— SET EXERCISE —
Print, exactly as given, each line of the data from the line containing "white flower bloom" up to and including its last line.

Saved entries:
──────────

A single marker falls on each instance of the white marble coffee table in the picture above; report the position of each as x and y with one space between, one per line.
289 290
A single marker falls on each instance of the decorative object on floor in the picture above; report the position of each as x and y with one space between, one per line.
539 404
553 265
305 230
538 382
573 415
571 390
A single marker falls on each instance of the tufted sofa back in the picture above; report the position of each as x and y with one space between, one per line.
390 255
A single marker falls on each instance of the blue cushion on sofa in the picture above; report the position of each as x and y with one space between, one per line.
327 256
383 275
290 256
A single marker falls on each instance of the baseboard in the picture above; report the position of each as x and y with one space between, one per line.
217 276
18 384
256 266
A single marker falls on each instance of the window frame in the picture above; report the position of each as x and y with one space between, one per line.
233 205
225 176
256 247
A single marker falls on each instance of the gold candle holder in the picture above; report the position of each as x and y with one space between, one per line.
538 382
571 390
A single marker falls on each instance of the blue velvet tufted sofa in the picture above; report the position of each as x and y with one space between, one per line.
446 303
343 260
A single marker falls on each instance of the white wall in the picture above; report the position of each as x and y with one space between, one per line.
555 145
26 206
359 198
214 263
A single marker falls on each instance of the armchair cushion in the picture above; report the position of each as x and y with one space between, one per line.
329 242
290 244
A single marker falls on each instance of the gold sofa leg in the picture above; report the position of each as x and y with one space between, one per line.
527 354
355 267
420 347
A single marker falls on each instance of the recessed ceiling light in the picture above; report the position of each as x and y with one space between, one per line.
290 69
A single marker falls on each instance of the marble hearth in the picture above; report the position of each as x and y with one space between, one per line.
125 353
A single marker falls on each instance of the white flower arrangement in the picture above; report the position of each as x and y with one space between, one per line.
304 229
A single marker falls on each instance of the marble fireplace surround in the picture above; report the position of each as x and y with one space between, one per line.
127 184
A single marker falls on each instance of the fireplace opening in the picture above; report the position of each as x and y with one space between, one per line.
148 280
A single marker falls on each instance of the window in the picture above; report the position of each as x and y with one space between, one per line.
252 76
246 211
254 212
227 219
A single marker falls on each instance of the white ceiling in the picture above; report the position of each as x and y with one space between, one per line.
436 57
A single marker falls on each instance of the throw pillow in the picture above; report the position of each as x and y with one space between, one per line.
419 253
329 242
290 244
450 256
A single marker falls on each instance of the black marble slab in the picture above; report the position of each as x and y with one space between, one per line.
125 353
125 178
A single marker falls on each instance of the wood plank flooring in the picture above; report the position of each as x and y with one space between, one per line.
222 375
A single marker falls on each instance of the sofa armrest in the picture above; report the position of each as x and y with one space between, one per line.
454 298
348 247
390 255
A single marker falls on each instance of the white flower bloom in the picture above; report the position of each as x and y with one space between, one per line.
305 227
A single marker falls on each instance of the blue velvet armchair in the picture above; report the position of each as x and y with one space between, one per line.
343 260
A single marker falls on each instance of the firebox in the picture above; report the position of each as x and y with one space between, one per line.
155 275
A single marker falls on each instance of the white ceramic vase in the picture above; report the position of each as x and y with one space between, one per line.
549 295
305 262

──────────

— THE RESULT —
A single marker falls on each instance of the white flower bloom in the picture above; report the position of each as x and y with one space between, one per line.
305 227
A single marker falls on each instance of the blue velvet armchair in the picture above; report the position of each as x and y with one space between, one per line.
343 260
A single marker falls on each instance of the firebox in the picture above; report the position of each as x and y with one space between, one per line.
155 275
A single marker falls on each instance of the white ceramic vase in the picture above; report the position of each as x and y with one space between, one per line.
549 295
305 262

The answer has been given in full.